- **Task requirements**
Rewrite the material starting at the line that contains "to find arched" and ending at the line that contains "[250,23,627,350]", with "arched window" swapped for "round window" and nothing else changed.

- **Supplied data**
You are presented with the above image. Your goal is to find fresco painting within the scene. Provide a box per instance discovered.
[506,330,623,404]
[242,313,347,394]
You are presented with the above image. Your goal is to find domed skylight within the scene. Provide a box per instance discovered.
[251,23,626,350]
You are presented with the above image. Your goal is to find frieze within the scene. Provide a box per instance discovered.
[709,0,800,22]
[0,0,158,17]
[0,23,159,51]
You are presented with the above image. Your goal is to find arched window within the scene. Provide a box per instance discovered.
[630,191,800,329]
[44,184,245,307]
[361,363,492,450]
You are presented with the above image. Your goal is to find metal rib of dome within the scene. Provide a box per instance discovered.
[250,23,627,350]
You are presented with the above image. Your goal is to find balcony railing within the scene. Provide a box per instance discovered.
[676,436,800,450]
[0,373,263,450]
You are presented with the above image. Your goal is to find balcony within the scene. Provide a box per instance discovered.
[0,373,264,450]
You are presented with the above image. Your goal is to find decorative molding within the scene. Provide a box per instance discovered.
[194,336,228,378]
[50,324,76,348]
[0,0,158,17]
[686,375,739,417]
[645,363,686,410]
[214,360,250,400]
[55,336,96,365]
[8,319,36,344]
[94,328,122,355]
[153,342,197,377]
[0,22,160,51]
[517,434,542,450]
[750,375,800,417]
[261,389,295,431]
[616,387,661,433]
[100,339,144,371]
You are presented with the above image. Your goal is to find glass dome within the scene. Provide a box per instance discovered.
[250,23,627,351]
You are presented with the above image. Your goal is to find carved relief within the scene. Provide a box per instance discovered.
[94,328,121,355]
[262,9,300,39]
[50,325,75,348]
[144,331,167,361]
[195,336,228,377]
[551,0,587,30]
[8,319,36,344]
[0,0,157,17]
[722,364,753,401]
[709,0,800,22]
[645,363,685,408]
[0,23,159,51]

- **Response to the exercise**
You are presented with the above image. Your goal is to find round window within the scene. Provide a box per instance discovered.
[630,191,800,329]
[44,184,245,307]
[361,363,492,450]
You are presented with the above image. Your goal is to find metal rib of dome within the scene. Provide a box per instance discovered.
[250,23,627,350]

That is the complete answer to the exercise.